#### [STATED PROBLEM]
Output exactly the lines that run from the line with "point: the green" to the end of the material, both ends included, and no other lines.
-- Begin RAW RECORDS --
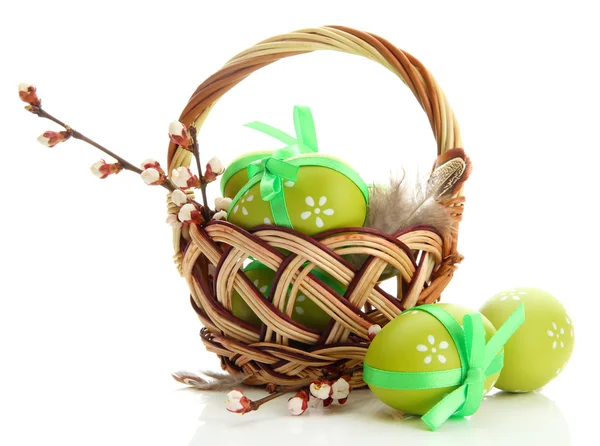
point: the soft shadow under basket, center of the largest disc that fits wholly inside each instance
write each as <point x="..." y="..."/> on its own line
<point x="210" y="256"/>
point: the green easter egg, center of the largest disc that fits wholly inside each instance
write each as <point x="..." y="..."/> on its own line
-- End RAW RECORDS --
#### [ANSWER TO THIS TASK]
point: the green easter egg, center of the largest disc that fits wholly inside each instance
write each as <point x="..." y="..."/> on its own line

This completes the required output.